AIM OF THE EXERCISE: Quote the items verbatim, starting at the beginning of the items and ending at the line that contains "[[1060, 316]]", both ends included. Omit the pictures from your answer.

DATA SHOWN:
* * * *

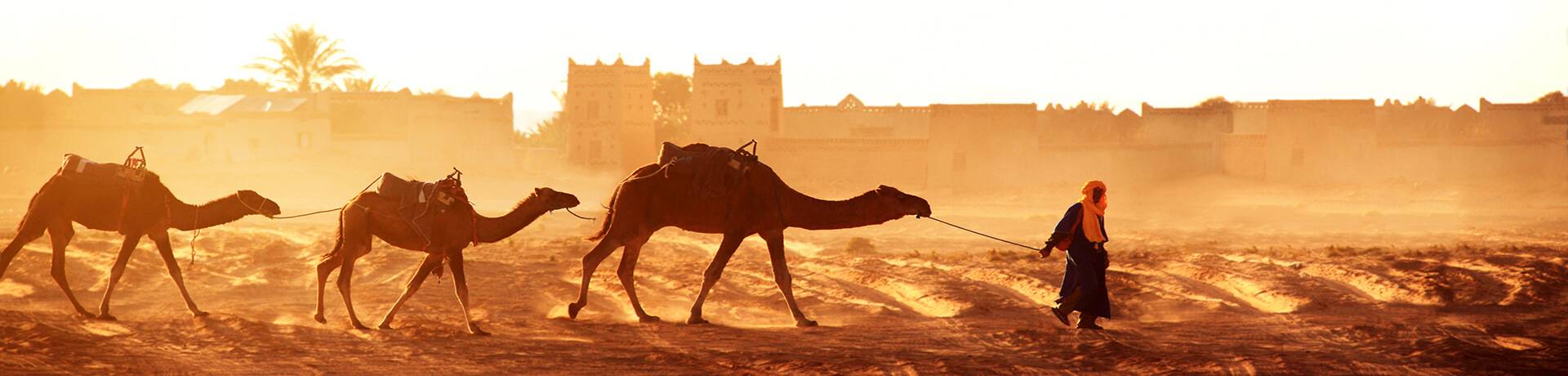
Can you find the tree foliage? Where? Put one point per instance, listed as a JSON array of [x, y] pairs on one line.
[[306, 60], [549, 132], [1552, 97], [1217, 102], [671, 105], [363, 85]]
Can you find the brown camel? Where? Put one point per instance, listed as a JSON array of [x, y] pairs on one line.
[[151, 210], [372, 213], [764, 206]]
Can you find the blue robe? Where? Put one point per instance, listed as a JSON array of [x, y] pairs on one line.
[[1085, 270]]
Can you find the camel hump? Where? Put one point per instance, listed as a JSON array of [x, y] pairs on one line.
[[714, 171], [82, 169]]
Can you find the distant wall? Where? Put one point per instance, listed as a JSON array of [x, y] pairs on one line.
[[1242, 155]]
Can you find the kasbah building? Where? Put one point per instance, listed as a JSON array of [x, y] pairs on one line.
[[974, 148], [850, 145]]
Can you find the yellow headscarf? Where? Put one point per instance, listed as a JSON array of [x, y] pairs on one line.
[[1095, 210]]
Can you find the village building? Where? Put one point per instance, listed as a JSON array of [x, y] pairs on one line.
[[983, 146], [734, 104], [608, 112], [850, 146]]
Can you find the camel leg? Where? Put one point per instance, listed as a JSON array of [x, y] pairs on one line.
[[431, 261], [60, 234], [461, 285], [715, 268], [162, 240], [627, 273], [117, 271], [782, 276], [345, 284], [590, 263], [323, 270], [27, 232]]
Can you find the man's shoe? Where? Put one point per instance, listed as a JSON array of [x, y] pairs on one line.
[[1060, 316]]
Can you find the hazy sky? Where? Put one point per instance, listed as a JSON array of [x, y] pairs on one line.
[[1169, 54]]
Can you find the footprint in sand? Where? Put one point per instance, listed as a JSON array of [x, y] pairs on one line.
[[105, 329], [1517, 343], [15, 290]]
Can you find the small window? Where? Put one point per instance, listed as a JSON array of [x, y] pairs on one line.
[[773, 118]]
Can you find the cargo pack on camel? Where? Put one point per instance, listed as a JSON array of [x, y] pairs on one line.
[[124, 179], [714, 171], [419, 203]]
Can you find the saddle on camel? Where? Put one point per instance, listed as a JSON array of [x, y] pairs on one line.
[[433, 218], [715, 190], [124, 198]]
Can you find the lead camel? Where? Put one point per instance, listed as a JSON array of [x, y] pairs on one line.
[[146, 212], [763, 206]]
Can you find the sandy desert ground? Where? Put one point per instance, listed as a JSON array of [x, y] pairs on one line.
[[1438, 295]]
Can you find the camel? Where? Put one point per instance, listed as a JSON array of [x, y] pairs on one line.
[[764, 206], [455, 229], [149, 212]]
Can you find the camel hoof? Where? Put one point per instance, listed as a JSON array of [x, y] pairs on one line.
[[572, 309], [475, 329]]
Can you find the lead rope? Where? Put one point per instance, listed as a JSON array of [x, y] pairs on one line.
[[196, 218], [982, 234]]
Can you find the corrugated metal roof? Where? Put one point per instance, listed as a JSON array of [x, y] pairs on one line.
[[218, 104], [209, 104]]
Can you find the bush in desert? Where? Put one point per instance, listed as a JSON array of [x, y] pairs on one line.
[[860, 246]]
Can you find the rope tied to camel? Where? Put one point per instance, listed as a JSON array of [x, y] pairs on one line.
[[982, 234]]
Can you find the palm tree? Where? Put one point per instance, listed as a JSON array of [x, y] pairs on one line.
[[363, 85], [310, 60]]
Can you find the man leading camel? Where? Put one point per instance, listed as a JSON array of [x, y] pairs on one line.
[[1082, 235]]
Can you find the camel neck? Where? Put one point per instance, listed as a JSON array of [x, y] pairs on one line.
[[497, 229], [187, 217], [813, 213]]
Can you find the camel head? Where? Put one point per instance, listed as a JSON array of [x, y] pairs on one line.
[[257, 204], [554, 199], [902, 203]]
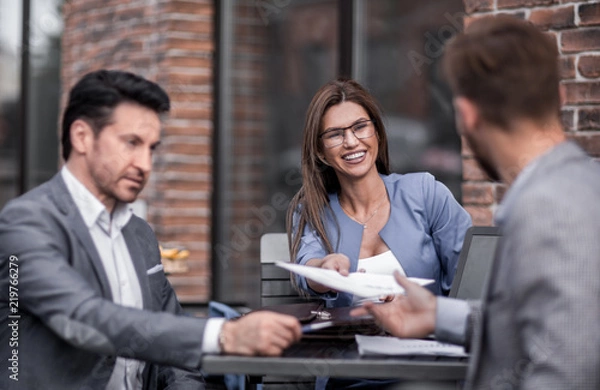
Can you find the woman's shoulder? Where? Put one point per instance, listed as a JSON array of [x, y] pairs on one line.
[[413, 179]]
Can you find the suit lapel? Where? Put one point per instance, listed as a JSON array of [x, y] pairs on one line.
[[137, 258], [65, 204]]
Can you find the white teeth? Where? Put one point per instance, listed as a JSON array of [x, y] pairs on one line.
[[354, 155]]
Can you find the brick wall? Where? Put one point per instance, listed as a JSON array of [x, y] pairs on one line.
[[576, 25], [170, 42]]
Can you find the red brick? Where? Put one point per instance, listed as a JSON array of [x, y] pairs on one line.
[[589, 14], [481, 215], [554, 18], [477, 193], [478, 5], [567, 67], [500, 190], [589, 119], [524, 3], [465, 148], [589, 66], [589, 142], [472, 171], [580, 40], [582, 93], [568, 119]]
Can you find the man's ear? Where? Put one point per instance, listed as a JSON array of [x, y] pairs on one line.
[[81, 136], [467, 114]]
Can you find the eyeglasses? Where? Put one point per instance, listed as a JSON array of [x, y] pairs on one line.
[[335, 137]]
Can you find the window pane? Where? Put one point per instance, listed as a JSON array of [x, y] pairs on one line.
[[44, 90], [276, 55], [400, 46], [10, 95]]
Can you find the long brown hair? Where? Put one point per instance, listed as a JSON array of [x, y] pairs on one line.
[[508, 67], [319, 179]]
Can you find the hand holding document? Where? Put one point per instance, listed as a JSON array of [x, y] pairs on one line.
[[360, 284], [384, 345]]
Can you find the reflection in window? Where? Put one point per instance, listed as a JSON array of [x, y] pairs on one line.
[[10, 94], [275, 55], [401, 45], [44, 88], [30, 114]]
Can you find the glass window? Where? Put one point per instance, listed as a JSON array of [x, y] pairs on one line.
[[399, 48], [45, 30], [30, 114], [10, 95], [274, 56]]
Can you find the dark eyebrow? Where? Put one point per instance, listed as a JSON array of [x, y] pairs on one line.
[[359, 120]]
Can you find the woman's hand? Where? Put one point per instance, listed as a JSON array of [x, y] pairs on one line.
[[334, 261]]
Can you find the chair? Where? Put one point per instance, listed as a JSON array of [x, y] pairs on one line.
[[475, 262], [276, 287]]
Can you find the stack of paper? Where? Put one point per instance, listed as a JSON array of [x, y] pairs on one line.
[[383, 345], [361, 284]]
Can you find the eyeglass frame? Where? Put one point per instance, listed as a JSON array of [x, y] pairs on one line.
[[343, 129]]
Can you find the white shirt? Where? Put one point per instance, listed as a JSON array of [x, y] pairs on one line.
[[384, 264], [124, 284], [114, 254]]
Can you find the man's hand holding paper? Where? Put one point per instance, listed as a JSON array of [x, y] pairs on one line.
[[364, 285]]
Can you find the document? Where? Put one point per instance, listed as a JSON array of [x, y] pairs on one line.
[[387, 345], [361, 284]]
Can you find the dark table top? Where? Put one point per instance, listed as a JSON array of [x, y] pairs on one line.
[[338, 358]]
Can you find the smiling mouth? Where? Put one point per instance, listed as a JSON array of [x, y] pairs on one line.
[[354, 156], [139, 182]]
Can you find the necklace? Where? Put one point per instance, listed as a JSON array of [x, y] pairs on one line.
[[364, 223]]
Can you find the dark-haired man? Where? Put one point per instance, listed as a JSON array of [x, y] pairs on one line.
[[537, 327], [89, 306]]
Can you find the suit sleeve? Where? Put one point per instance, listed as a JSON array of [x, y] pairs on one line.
[[555, 262], [448, 223], [59, 295]]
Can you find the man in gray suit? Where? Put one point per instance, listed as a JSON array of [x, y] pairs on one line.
[[538, 326], [88, 303]]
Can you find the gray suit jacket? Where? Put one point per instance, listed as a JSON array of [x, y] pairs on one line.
[[540, 323], [67, 331]]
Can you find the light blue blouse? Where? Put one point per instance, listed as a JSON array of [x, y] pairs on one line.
[[425, 231]]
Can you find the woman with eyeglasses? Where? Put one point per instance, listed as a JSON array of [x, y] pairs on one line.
[[352, 214]]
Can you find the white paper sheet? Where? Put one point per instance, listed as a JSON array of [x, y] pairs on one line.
[[382, 345], [361, 284]]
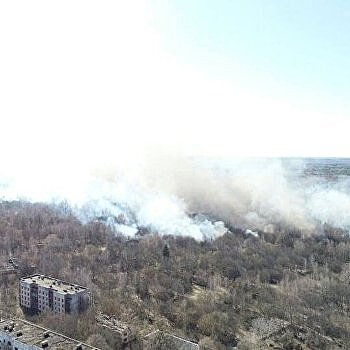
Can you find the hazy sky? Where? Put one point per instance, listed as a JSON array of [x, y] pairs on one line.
[[91, 81]]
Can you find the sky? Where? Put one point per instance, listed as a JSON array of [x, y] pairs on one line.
[[96, 82]]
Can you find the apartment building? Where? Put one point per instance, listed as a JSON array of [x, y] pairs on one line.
[[38, 293], [17, 334]]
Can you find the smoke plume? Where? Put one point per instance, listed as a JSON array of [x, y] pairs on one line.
[[197, 197]]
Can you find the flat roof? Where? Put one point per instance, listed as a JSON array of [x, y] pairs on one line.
[[31, 334], [54, 283]]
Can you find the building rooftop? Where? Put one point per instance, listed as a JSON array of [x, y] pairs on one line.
[[34, 335], [54, 283]]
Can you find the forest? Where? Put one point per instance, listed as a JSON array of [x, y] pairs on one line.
[[281, 290]]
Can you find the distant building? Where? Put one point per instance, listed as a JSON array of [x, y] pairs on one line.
[[39, 293]]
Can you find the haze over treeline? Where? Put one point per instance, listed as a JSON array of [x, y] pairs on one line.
[[198, 196]]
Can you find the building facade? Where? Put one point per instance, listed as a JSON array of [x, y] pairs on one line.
[[17, 334], [39, 293]]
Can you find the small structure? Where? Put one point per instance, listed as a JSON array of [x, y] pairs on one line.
[[38, 293], [168, 340], [118, 334], [18, 334]]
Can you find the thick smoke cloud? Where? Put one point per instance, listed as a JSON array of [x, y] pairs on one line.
[[195, 196]]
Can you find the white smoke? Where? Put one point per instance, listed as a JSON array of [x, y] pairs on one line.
[[193, 197]]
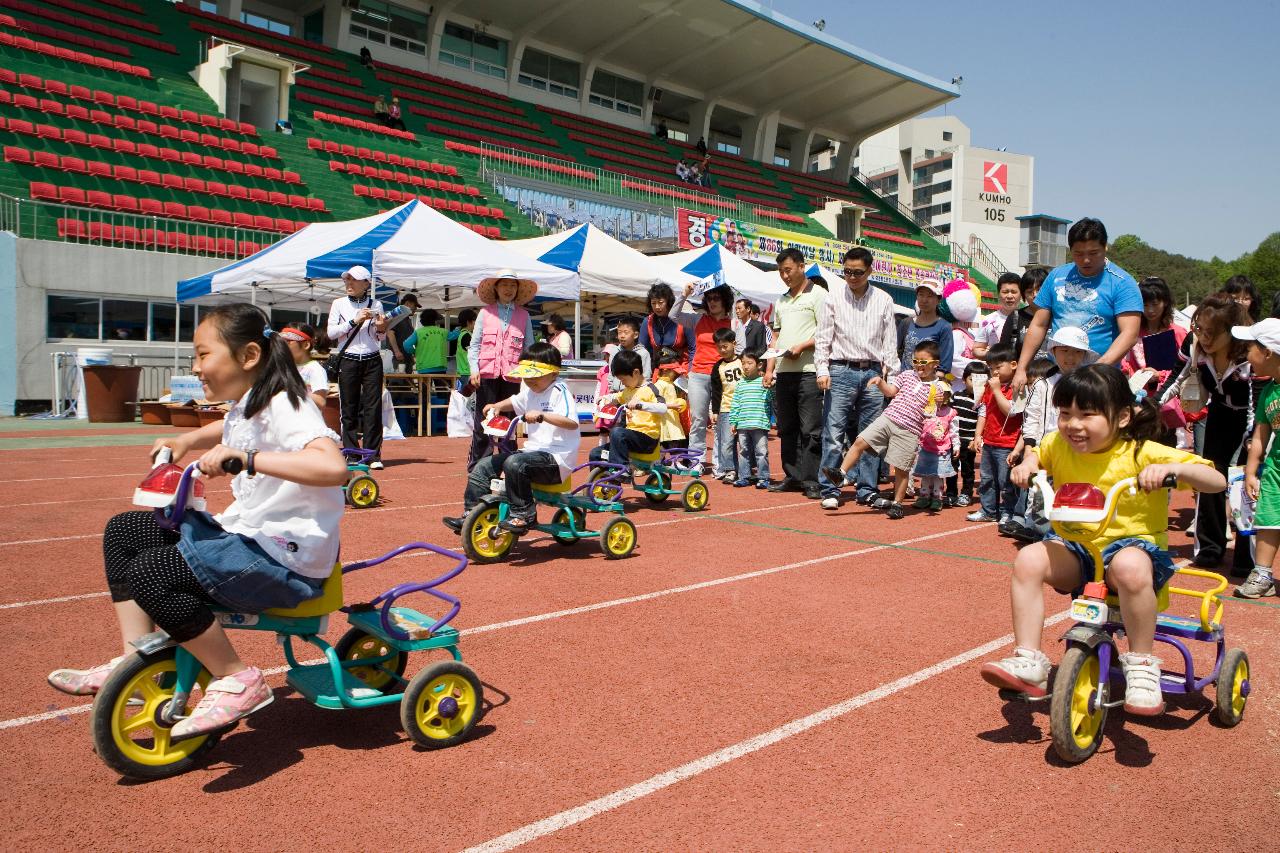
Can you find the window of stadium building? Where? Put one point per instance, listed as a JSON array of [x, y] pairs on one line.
[[549, 73], [472, 50], [616, 92], [90, 318], [255, 19], [385, 23]]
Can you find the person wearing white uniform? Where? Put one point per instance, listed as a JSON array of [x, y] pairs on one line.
[[357, 327]]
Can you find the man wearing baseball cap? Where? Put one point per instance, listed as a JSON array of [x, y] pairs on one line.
[[357, 327], [927, 325], [1262, 477]]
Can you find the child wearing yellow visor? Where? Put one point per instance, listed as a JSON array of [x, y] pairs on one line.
[[551, 442]]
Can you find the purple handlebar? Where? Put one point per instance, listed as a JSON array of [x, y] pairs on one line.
[[398, 591]]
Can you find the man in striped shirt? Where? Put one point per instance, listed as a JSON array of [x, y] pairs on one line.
[[855, 343]]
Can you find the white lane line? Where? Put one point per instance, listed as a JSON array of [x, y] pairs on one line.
[[385, 509], [707, 584], [586, 811], [87, 536], [51, 601], [574, 611]]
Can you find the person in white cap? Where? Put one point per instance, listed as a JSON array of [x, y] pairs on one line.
[[1262, 477], [927, 325], [357, 327], [503, 331], [1070, 350]]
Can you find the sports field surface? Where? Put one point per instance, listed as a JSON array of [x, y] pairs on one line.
[[759, 675]]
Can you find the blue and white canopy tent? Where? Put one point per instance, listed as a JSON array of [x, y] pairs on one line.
[[613, 274], [716, 265], [410, 249]]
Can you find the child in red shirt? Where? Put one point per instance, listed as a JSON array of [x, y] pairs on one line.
[[999, 428]]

* * * *

CORRECT RESPONSE:
Can you find the tree foliage? Where? Put one point per instance, listed as a JSON array of [x, y] pairs on one line.
[[306, 60], [549, 132], [1552, 97], [1217, 102], [671, 105], [363, 85]]
Can you find the brown camel? Where? Put one point per instance, listed as a JSON array of [x, y] pairs on one line.
[[151, 210], [372, 213], [764, 206]]
Can you find the blue robe? Where? Put one point per instance, listed as a JSON array of [x, y] pairs on one line.
[[1085, 270]]
Can you find the camel hump? Where? Put one point per instance, listed as a JSON array of [x, y] pairs on one line.
[[714, 171], [82, 169]]
Can you find the distant wall? Where? Put one point per instance, listed as a JSON array of [x, y] pairs on one line.
[[1242, 155]]
Can you find the kasbah building? Where? Put one point per instance, listed as a JSON array of [x, y] pairs on one line.
[[974, 148], [850, 145]]
Can you find the yellow headscarf? Where? Put one point per instance, listed as a JSON array of [x, y] pairs on one line.
[[1095, 210]]
Can you find the village building? Where? Put one point per instance, listed as a JSON array of [x, y] pairs on one line.
[[983, 146], [734, 104], [608, 112], [850, 146]]
Can you find the camel leg? Where? Put one point per instance, listed as a JSON array of [x, y] pairs on one line.
[[431, 261], [60, 234], [461, 285], [715, 268], [162, 240], [627, 273], [117, 271], [782, 276], [345, 284], [590, 263], [323, 270], [27, 232]]
Can you find the man's shoe? Where? Put one point per instance, listed as a JSON array of [x, y] pairs on one line.
[[1060, 316]]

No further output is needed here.